TAREFAS A REALIZAR -
**A)** No texto sobre o Unity, quais elementos da interface são herdados do tema do GTK+ do usuário? Liste todos.
**B)** Segundo o texto sobre o Unity, que usuários solicitaram poder mover o lançador para o lado direito da tela?
**C)** Transcreva fielmente o trecho do texto sobre o Unity que vai de "Outras pessoas perguntaram" a "função para isso.".

TRECHO DO DOCUMENTO -
──────────────────────────────

Várias pessoas perguntaram sobre recursos de personalização, incluindo a possibilidade de mudar o tema, redimensionar ou mover a barra de menu e o lançador. Gould explicou que a cor de fundo, os ícones e as fontes usadas são herdadas do tema do GTK+ do usuário, e que seguem as escolhas personalizadas realizadas pelo usuário no que tange às configurações de acessibilidade, como cores de alto contraste ou fontes de tamanhos maiores. Os indicadores de aplicativos são ícones “simbólicos”, de uma cor só, mas a barra de menus tenta determinar se a cor de fundo é clara ou escura para escolher a cor mais apropriada ao ícone. O tamanho da barra de menus e dos lançadores não pode ser alterado na versão atual, segundo ele, mas já há um patch sendo desenvolvido para isso. Também há um patch sendo criado para permitir a movimentação do lançador para o lado direito da tela, um recurso solicitado por usuários de idiomas escritos da direita para a esquerda.

Outras pessoas perguntaram sobre a personalização de recursos de gerenciamento de janelas, como o comportamento de foco, o empilhamento de janelas e coisas do gênero. Gould explicou várias vezes que o Unity é um plugin para o Compiz, e que depende de recursos existentes no Compiz para esse tipo de coisa. Segundo ele, se você tiver um plugin para animar o fechamento de janelas usando chamas renderizadas via OpenGL, isso vai funcionar no Unity também. Por padrão, porém, a versão do Compiz do Ubuntu vai trazer apenas um conjunto básico de plugins do Compiz, sendo que os usuários podem instalar outros que interfiram com a forma como o Unity trabalha. Seguindo o mesmo princípio, o Unity não tem função própria para exibir miniaturas das janelas abertas, pois o Compiz já tem uma função para isso.

──────────────────────────────

Itens listados em um conjunto de dados -
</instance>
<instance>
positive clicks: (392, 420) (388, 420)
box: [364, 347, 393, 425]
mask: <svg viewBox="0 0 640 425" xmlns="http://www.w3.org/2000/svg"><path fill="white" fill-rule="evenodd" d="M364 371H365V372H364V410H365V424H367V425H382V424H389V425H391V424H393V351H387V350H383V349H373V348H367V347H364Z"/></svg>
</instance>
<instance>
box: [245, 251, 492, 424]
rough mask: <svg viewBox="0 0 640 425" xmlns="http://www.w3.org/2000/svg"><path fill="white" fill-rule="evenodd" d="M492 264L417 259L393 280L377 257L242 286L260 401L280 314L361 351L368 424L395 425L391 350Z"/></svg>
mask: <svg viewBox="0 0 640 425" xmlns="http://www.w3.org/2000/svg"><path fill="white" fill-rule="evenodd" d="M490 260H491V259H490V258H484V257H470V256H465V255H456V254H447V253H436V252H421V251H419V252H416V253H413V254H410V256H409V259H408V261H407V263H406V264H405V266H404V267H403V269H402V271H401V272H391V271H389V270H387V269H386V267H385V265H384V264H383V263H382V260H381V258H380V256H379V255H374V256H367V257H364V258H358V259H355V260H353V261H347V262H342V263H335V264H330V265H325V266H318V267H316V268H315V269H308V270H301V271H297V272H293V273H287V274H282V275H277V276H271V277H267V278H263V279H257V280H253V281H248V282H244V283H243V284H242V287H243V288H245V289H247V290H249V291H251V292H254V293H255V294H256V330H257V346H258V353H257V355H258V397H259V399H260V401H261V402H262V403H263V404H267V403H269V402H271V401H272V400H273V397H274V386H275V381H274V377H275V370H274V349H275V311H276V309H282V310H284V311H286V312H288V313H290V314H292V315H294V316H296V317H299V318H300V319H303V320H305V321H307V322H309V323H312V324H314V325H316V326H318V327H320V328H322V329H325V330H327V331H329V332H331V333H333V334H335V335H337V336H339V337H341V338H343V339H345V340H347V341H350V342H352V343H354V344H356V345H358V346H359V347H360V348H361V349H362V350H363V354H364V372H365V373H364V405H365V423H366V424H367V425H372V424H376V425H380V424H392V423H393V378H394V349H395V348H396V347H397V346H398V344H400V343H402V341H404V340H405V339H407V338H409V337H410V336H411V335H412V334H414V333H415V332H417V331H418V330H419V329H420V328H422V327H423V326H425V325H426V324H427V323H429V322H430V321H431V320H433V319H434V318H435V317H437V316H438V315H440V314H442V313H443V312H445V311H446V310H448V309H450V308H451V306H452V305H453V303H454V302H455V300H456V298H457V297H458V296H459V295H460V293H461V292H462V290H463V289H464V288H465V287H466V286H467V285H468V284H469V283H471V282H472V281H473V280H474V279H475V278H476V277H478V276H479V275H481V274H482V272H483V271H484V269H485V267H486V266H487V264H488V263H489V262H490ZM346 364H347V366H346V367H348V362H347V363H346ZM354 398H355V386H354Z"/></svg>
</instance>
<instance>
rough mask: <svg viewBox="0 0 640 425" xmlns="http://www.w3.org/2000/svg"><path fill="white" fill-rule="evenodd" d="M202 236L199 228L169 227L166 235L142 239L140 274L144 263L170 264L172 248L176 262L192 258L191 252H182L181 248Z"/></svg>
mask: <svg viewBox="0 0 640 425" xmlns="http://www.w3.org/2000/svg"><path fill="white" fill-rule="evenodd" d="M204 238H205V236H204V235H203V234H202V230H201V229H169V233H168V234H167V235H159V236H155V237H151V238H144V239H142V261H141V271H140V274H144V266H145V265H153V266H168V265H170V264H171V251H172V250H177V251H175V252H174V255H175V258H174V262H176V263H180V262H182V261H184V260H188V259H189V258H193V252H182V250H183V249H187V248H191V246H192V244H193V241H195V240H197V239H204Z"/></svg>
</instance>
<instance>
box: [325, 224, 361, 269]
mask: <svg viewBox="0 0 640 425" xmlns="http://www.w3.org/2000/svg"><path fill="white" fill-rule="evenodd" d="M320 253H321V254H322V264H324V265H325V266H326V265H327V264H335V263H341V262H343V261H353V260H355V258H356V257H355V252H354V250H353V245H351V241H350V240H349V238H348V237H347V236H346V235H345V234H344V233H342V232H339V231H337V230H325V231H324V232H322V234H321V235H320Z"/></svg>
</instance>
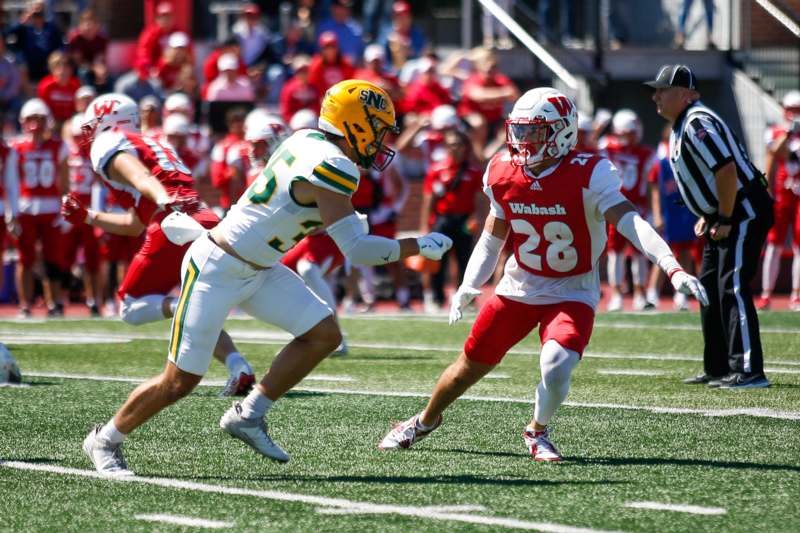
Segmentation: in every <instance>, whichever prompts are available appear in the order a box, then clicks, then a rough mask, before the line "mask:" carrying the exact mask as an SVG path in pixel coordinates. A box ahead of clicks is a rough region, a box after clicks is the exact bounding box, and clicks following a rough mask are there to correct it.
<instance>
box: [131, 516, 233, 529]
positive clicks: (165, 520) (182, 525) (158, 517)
mask: <svg viewBox="0 0 800 533" xmlns="http://www.w3.org/2000/svg"><path fill="white" fill-rule="evenodd" d="M133 517H134V518H135V519H136V520H144V521H145V522H163V523H165V524H175V525H178V526H187V527H200V528H205V529H227V528H231V527H233V525H234V524H233V522H222V521H220V520H207V519H205V518H192V517H191V516H176V515H171V514H137V515H133Z"/></svg>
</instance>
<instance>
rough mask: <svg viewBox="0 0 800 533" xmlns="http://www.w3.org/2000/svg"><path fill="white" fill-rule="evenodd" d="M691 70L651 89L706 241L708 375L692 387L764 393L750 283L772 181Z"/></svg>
mask: <svg viewBox="0 0 800 533" xmlns="http://www.w3.org/2000/svg"><path fill="white" fill-rule="evenodd" d="M695 83H696V82H695V77H694V74H693V73H692V71H691V69H690V68H689V67H687V66H685V65H666V66H664V67H662V68H661V70H660V71H659V72H658V75H657V76H656V79H655V80H653V81H650V82H647V83H646V85H648V86H649V87H651V88H652V89H654V93H653V101H654V102H655V104H656V110H657V111H658V114H660V115H661V116H662V117H664V118H666V119H667V120H669V121H670V122H672V132H671V134H670V138H669V158H670V166H671V167H672V172H673V174H674V176H675V181H676V183H677V184H678V189H679V190H680V193H681V197H682V199H683V201H684V202H685V203H686V207H688V208H689V210H690V211H691V212H692V213H693V214H694V215H695V216H697V217H699V218H698V221H697V224H696V225H695V235H697V236H698V237H700V236H704V237H706V244H705V247H704V248H703V263H702V266H701V269H700V276H699V278H700V282H701V283H702V284H703V286H704V287H705V290H706V292H707V293H708V302H709V303H708V305H707V306H703V307H701V309H700V318H701V324H702V328H703V340H704V342H705V348H704V352H703V366H704V371H703V373H701V374H699V375H697V376H695V377H692V378H689V379H687V380H685V381H684V383H688V384H708V385H709V386H712V387H713V386H715V387H720V388H726V389H727V388H762V387H768V386H769V381H767V378H766V377H765V375H764V355H763V352H762V348H761V335H760V331H759V326H758V315H757V314H756V308H755V305H754V304H753V295H752V292H751V290H750V282H751V281H752V280H753V277H754V276H755V273H756V269H757V268H758V262H759V258H760V257H761V249H762V247H763V246H764V242H765V240H766V237H767V233H768V232H769V229H770V227H771V226H772V224H773V211H772V209H773V201H772V198H771V196H770V195H769V192H768V190H767V181H766V178H765V177H764V175H763V174H762V173H761V172H760V171H759V170H758V169H756V167H755V166H754V165H753V163H752V162H751V161H750V158H749V157H748V155H747V152H746V151H745V149H744V146H743V145H742V143H741V142H739V139H737V137H736V135H735V134H734V133H733V131H731V129H730V128H729V127H728V125H727V124H725V122H724V121H723V120H722V118H720V116H719V115H717V114H716V113H714V112H713V111H712V110H711V109H709V108H708V107H706V106H705V105H703V103H702V102H700V93H699V92H698V91H697V88H696V85H695Z"/></svg>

──────────────────────────────

RESPOSTAS DADAS -
**A)**
- Cor de fundo
- Ícones
- Fontes

**B)** Usuários de idiomas escritos da direita para a esquerda.

**C)**
Outras pessoas perguntaram sobre a personalização de recursos de gerenciamento de janelas, como o comportamento de foco, o empilhamento de janelas e coisas do gênero. Gould explicou várias vezes que o Unity é um plugin para o Compiz, e que depende de recursos existentes no Compiz para esse tipo de coisa. Segundo ele, se você tiver um plugin para animar o fechamento de janelas usando chamas renderizadas via OpenGL, isso vai funcionar no Unity também. Por padrão, porém, a versão do Compiz do Ubuntu vai trazer apenas um conjunto básico de plugins do Compiz, sendo que os usuários podem instalar outros que interfiram com a forma como o Unity trabalha. Seguindo o mesmo princípio, o Unity não tem função própria para exibir miniaturas das janelas abertas, pois o Compiz já tem uma função para isso.